YOUR OBJECTIVE: Could you reproduce each of the items below word for word, leaving the pictures out?

THE DATA:
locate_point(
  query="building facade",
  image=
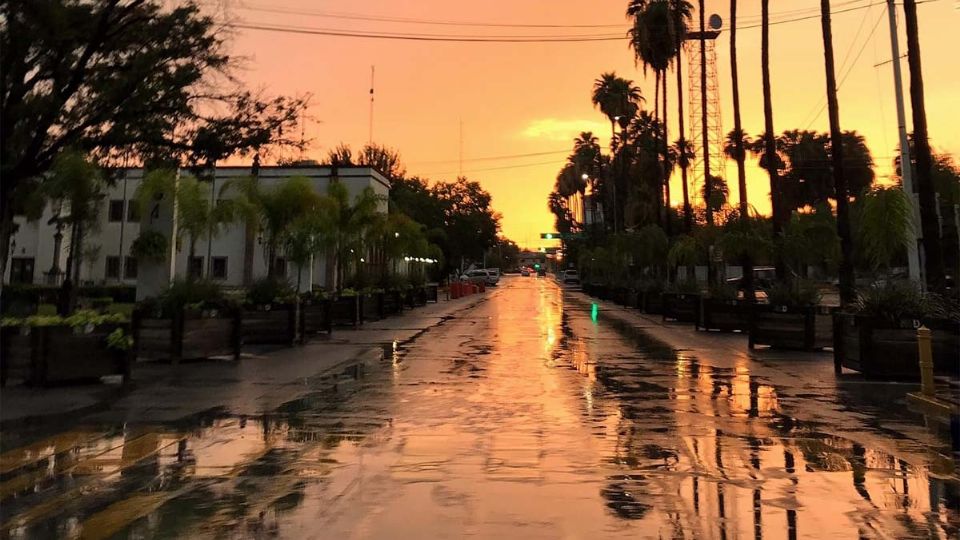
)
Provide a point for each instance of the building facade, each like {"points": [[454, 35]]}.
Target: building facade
{"points": [[39, 248]]}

FULL ANSWER:
locate_point(
  query="building facade",
  image=
)
Provide a point for each instance of the building facade, each like {"points": [[454, 35]]}.
Target: building facade
{"points": [[39, 248]]}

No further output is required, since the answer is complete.